What is expected. Would you repeat the listing exactly but omit every picture?

Raw records.

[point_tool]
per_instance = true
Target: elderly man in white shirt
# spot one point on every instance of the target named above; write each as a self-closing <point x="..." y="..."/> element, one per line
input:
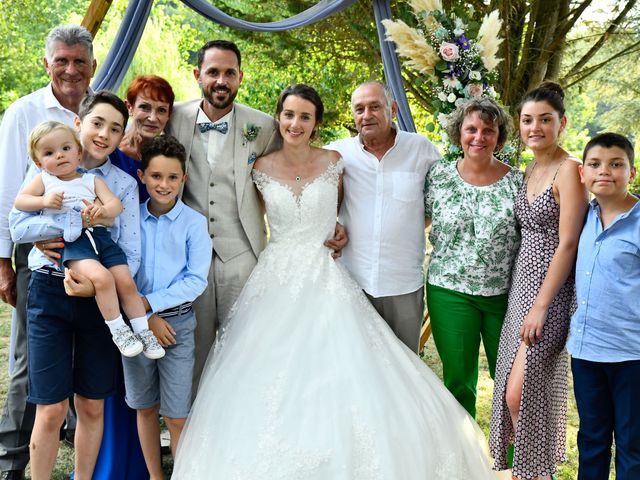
<point x="70" y="65"/>
<point x="383" y="210"/>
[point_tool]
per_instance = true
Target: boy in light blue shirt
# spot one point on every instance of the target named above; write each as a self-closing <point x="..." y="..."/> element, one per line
<point x="176" y="254"/>
<point x="605" y="329"/>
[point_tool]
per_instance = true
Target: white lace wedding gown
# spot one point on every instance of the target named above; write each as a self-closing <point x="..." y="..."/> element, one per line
<point x="308" y="382"/>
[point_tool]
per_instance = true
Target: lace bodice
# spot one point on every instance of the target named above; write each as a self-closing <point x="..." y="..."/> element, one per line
<point x="303" y="218"/>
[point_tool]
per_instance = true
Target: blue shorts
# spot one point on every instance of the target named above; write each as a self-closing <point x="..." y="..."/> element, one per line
<point x="105" y="250"/>
<point x="166" y="381"/>
<point x="69" y="347"/>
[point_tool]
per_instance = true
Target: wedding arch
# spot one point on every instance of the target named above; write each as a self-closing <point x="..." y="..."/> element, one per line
<point x="115" y="65"/>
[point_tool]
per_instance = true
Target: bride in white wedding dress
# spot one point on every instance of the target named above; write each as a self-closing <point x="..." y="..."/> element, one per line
<point x="308" y="381"/>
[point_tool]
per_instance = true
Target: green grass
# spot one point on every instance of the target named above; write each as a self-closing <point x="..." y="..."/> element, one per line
<point x="566" y="471"/>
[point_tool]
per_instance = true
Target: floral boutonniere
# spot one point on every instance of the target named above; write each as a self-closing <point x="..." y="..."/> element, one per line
<point x="250" y="132"/>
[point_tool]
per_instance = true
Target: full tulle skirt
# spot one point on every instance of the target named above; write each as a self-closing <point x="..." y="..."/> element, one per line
<point x="309" y="382"/>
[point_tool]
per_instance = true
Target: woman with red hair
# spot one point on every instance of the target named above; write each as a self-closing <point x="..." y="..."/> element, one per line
<point x="150" y="102"/>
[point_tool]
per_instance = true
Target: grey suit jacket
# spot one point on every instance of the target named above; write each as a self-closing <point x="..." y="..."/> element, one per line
<point x="182" y="125"/>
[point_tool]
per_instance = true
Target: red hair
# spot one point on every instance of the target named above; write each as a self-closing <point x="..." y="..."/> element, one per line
<point x="152" y="86"/>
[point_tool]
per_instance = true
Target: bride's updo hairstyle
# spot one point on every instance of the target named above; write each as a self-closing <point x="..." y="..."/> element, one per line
<point x="306" y="92"/>
<point x="549" y="92"/>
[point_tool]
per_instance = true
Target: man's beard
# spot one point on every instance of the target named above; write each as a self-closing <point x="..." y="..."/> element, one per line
<point x="209" y="96"/>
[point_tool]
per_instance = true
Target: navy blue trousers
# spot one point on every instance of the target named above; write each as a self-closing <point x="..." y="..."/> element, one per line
<point x="608" y="397"/>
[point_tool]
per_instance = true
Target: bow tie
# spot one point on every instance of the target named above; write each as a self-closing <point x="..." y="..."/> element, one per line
<point x="222" y="127"/>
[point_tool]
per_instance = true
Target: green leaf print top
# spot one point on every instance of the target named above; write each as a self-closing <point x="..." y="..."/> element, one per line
<point x="474" y="232"/>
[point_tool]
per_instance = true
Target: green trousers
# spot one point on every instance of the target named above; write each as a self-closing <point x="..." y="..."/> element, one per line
<point x="458" y="322"/>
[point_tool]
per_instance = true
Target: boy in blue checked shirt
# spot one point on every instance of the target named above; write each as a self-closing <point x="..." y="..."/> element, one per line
<point x="176" y="254"/>
<point x="70" y="350"/>
<point x="605" y="329"/>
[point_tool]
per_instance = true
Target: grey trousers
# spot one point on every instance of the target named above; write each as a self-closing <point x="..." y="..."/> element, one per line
<point x="18" y="415"/>
<point x="226" y="280"/>
<point x="404" y="314"/>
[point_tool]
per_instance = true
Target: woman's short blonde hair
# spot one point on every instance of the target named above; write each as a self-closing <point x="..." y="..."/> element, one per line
<point x="489" y="111"/>
<point x="45" y="128"/>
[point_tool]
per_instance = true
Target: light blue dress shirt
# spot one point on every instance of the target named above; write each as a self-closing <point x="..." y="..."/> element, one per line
<point x="176" y="255"/>
<point x="606" y="324"/>
<point x="31" y="227"/>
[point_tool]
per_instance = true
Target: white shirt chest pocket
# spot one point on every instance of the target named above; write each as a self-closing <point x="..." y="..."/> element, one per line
<point x="407" y="186"/>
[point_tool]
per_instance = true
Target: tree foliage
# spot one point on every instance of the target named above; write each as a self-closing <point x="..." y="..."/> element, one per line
<point x="558" y="39"/>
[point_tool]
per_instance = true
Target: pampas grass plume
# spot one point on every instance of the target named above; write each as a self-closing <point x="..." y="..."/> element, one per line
<point x="489" y="41"/>
<point x="412" y="45"/>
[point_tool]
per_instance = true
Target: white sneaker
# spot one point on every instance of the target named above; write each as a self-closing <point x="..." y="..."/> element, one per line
<point x="151" y="348"/>
<point x="127" y="342"/>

Exercise output.
[point_tool]
per_instance = true
Target: elderly man in white shirt
# spot one point on every instance of the target named above; write each as a self-closing <point x="..." y="..."/> element, one per line
input:
<point x="70" y="65"/>
<point x="383" y="210"/>
[point_tool]
per_instance = true
Target: boy in light blue shirt
# spot one point on every instance of the target named above; write each as a self-closing <point x="..." y="..."/> element, one per line
<point x="176" y="254"/>
<point x="605" y="329"/>
[point_tool]
per_instance = true
Target: white lace wedding gown
# spot one point on every instance of the target named above; write each as a self-closing <point x="..." y="..."/> element, one per line
<point x="308" y="382"/>
[point_tool]
per_instance = true
Target: lace bodice
# spot one point on every instance of the target named above; write each as a self-closing <point x="..." y="..."/> element, one per line
<point x="303" y="218"/>
[point_tool]
per_instance = true
Target: blue shorts
# spot one point on every instance of the target named above; write each as a self-closing <point x="..." y="..."/> element, one per line
<point x="105" y="250"/>
<point x="166" y="381"/>
<point x="69" y="347"/>
[point_tool]
per_instance = true
Target: wedding arch
# spot one point on every instance of the target named above; write each as a self-closing <point x="..." y="..."/> element, one per line
<point x="115" y="65"/>
[point_tool]
per_instance = true
Target: bride in white wedding dress
# spot one point on every instance of the target named above; write each as a self-closing <point x="..." y="..."/> element, one per line
<point x="308" y="381"/>
[point_tool]
per_instance = true
Target: green grass
# spot one point on every instance of the target named above; write each as a self-closing <point x="..." y="..."/> element, one per line
<point x="566" y="471"/>
[point_tool]
per_instance = true
Target: floral boutonniere
# spot one point on every instance of the target named above; write each as a self-closing <point x="..." y="..."/> element, one per line
<point x="250" y="132"/>
[point_tool]
per_instance = true
Target: full tulle skirt
# spot one point on every instance of the target named above; write each as a self-closing <point x="..." y="..."/> element, one per line
<point x="309" y="382"/>
[point_tool]
per_instance = true
Target: woman with red hair
# spot one point on every instance of the target named above; write each as a self-closing <point x="..." y="..."/> element, one per line
<point x="150" y="102"/>
[point_tool]
per_instance = true
Target: grey suit jacket
# spot one point on every instance of the target named above; write each as a self-closing <point x="..." y="..."/> element, one per line
<point x="182" y="125"/>
[point_tool]
per_instance = true
Target: red hair
# spot one point on every instance of the target named above; write each as a self-closing <point x="..." y="..."/> element, one per line
<point x="152" y="86"/>
[point_tool]
per_instance = true
Target: bride's updo hairstyle
# spot one point on every instance of the target named above; write each as a self-closing <point x="..." y="..."/> element, one per line
<point x="306" y="92"/>
<point x="549" y="92"/>
[point_tool]
per_instance = true
Target: man's beard
# spot one point on every instance of the target named above; write each as a self-closing <point x="..." y="..."/> element, one per line
<point x="209" y="96"/>
[point_tool]
per_instance = true
Target: navy blue trousers
# spot one point on every instance of the target named above; write each as a self-closing <point x="..." y="..."/> element, one per line
<point x="608" y="397"/>
[point_tool]
per_instance = true
Target: bow tie
# spot one point on every instance of the target named above; write each as a self-closing <point x="..." y="..."/> element, one per line
<point x="222" y="127"/>
[point_tool]
per_instance = true
Target: green leaf print top
# spot one point on every instance of the target named above; write each as a self-closing <point x="..." y="..."/> element, one per line
<point x="474" y="232"/>
[point_tool]
per_instance = true
Target: green trousers
# spot one point on every instance of the target named above; write each as a self-closing <point x="..." y="..."/> element, one per line
<point x="458" y="322"/>
[point_tool]
per_instance = true
Target: boy in blue checked shirt
# spot one point on every instance of the target named above; write each as a self-closing <point x="..." y="..."/> element, one per line
<point x="176" y="254"/>
<point x="70" y="350"/>
<point x="605" y="329"/>
[point_tool]
per_instance = true
Target: grey trousers
# spot one point on every instance of the target named above; write each as a self-closing <point x="..." y="..."/> element, one per line
<point x="18" y="415"/>
<point x="226" y="280"/>
<point x="404" y="314"/>
[point_tool]
per_instance = true
Target: woman's short blonde hair
# spot one point on every instance of the target named above; write each as a self-closing <point x="..." y="..."/> element, one per line
<point x="489" y="111"/>
<point x="45" y="128"/>
[point_tool]
per_instance = true
Target: light blue dress shirt
# spot one point on every instance of the target named above; write each as a self-closing <point x="..." y="..."/> element, one per line
<point x="176" y="255"/>
<point x="606" y="324"/>
<point x="31" y="227"/>
[point_tool]
per_instance = true
Target: white shirt chest pocket
# spot one point on every instance of the target named above; write each as a self-closing <point x="..." y="..."/> element, one per line
<point x="407" y="186"/>
[point_tool]
per_instance = true
Target: tree foliage
# spot one point on every instance of the target named above; write each as a self-closing <point x="..." y="..."/> element, one per line
<point x="558" y="39"/>
[point_tool]
per_instance = true
Target: pampas grass plume
# spot one point on every instance of the target named above; write each as a self-closing <point x="..." y="..."/> element, one per line
<point x="489" y="41"/>
<point x="412" y="45"/>
[point_tool]
per_instance = true
Target: white sneaker
# spot one point on every instance of the target named above; write each as a self-closing <point x="..." y="..."/> element, one per line
<point x="151" y="348"/>
<point x="127" y="342"/>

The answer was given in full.